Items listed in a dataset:
========================

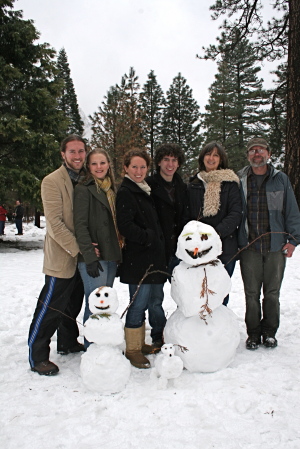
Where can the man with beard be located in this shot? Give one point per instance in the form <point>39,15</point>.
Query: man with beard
<point>269,233</point>
<point>61,298</point>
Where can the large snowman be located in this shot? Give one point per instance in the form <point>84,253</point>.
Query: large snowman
<point>103,367</point>
<point>199,284</point>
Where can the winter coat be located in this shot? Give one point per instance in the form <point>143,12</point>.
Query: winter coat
<point>60,247</point>
<point>3,213</point>
<point>172,217</point>
<point>284,215</point>
<point>227,215</point>
<point>94,223</point>
<point>144,241</point>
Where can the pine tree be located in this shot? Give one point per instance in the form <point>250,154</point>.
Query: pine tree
<point>31,124</point>
<point>279,38</point>
<point>181,122</point>
<point>278,111</point>
<point>235,111</point>
<point>152,104</point>
<point>116,126</point>
<point>68,100</point>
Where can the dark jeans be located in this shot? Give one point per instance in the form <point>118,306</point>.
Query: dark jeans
<point>58,298</point>
<point>262,271</point>
<point>229,267</point>
<point>150,296</point>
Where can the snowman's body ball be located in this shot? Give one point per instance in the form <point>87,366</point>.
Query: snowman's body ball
<point>211,344</point>
<point>104,329</point>
<point>192,286</point>
<point>104,369</point>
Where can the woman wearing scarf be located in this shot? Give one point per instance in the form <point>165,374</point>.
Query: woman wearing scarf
<point>96,226</point>
<point>214,198</point>
<point>144,248</point>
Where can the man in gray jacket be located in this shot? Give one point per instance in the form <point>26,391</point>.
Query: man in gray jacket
<point>61,298</point>
<point>269,233</point>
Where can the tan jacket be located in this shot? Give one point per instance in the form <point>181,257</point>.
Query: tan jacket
<point>60,248</point>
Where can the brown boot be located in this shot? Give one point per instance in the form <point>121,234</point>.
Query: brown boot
<point>148,349</point>
<point>133,352</point>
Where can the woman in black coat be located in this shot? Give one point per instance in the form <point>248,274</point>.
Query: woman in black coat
<point>144,247</point>
<point>214,198</point>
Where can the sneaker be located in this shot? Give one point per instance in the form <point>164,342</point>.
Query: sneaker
<point>269,342</point>
<point>78,347</point>
<point>45,368</point>
<point>253,342</point>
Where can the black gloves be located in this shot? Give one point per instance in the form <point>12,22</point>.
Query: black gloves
<point>93,268</point>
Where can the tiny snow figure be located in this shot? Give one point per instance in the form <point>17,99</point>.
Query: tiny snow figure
<point>167,365</point>
<point>103,367</point>
<point>199,284</point>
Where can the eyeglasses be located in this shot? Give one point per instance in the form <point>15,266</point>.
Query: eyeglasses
<point>259,151</point>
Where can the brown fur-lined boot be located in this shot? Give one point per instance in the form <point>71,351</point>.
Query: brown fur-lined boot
<point>133,338</point>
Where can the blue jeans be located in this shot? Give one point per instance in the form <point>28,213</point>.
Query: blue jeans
<point>105,278</point>
<point>150,296</point>
<point>230,269</point>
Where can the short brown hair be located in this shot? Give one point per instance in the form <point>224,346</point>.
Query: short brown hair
<point>136,152</point>
<point>208,148</point>
<point>71,138</point>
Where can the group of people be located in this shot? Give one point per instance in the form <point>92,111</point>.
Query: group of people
<point>94,232</point>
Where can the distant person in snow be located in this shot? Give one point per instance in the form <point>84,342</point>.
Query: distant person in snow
<point>269,232</point>
<point>18,215</point>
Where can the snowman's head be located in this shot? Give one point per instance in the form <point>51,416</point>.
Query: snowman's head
<point>168,350</point>
<point>198,243</point>
<point>103,300</point>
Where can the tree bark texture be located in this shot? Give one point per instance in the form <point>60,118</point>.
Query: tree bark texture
<point>292,157</point>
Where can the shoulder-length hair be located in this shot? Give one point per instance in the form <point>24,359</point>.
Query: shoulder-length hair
<point>208,148</point>
<point>110,172</point>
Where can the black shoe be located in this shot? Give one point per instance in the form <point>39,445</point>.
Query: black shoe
<point>253,342</point>
<point>45,368</point>
<point>78,347</point>
<point>269,342</point>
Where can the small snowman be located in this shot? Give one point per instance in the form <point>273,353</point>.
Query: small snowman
<point>199,284</point>
<point>103,366</point>
<point>167,365</point>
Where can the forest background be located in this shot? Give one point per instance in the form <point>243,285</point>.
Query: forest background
<point>39,107</point>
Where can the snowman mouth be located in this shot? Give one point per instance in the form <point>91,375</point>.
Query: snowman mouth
<point>199,254</point>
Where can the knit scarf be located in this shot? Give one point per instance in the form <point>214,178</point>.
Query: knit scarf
<point>142,185</point>
<point>105,186</point>
<point>212,182</point>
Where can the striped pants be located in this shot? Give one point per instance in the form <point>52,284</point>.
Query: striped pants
<point>58,296</point>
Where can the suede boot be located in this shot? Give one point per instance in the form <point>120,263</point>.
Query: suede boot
<point>133,338</point>
<point>148,349</point>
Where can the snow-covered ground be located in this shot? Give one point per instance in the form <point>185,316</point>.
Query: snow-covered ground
<point>252,404</point>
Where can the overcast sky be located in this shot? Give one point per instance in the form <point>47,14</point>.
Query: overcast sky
<point>103,39</point>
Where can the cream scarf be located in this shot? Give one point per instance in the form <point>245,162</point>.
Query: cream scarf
<point>212,182</point>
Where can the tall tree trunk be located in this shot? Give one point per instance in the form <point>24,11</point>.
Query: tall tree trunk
<point>292,158</point>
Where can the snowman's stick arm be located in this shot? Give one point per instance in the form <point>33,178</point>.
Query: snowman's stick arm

========================

> **To be done**
Return exactly the lines from the one containing "Where can the small" through the last line of the records above, both included, and nothing else.

> **Solution to the problem**
Where can the small snowman be located in this shot? Give one point per instance in the form <point>273,353</point>.
Query: small snowman
<point>199,284</point>
<point>103,366</point>
<point>167,365</point>
Where can the forest background be located in this shot? Give one point per instance in the form <point>243,285</point>.
Query: forest background
<point>39,107</point>
Where can the snowman mouth be located in this shot? Give one point per instance in the form <point>91,375</point>.
Query: snowman mouth
<point>199,254</point>
Where can the knit scarf be located in this shot? Give one point per instance in the form <point>214,178</point>.
Query: knit scarf
<point>142,185</point>
<point>105,186</point>
<point>212,182</point>
Where can the striped pants be located in this shot? Give one point per instance in the form <point>52,284</point>.
Query: striped pants
<point>58,296</point>
Where can the suede boot be located in this shot? Give one point per instance in the form <point>120,263</point>.
Query: suede boot
<point>133,338</point>
<point>148,349</point>
Where can the snow-covered ground be located in this shot? Give one point per instance in the form <point>185,316</point>.
Query: snow-covered ground
<point>252,404</point>
Where can the overcast sky be located in this shot? Give one point per instance in the form <point>47,14</point>.
Query: overcast sky
<point>103,39</point>
Where can the cream scarf be located in this shot? Give one point per instance in the form <point>245,162</point>.
Query: cream scarf
<point>212,182</point>
Where can the tall tree trunk be located in this shot? Give one point per instance in the form <point>24,11</point>.
Query: tall tree trunk
<point>292,158</point>
Where can the snowman's stick arm be located in this shot? Give one point per instance in the form <point>33,178</point>.
Query: snowman's stick arm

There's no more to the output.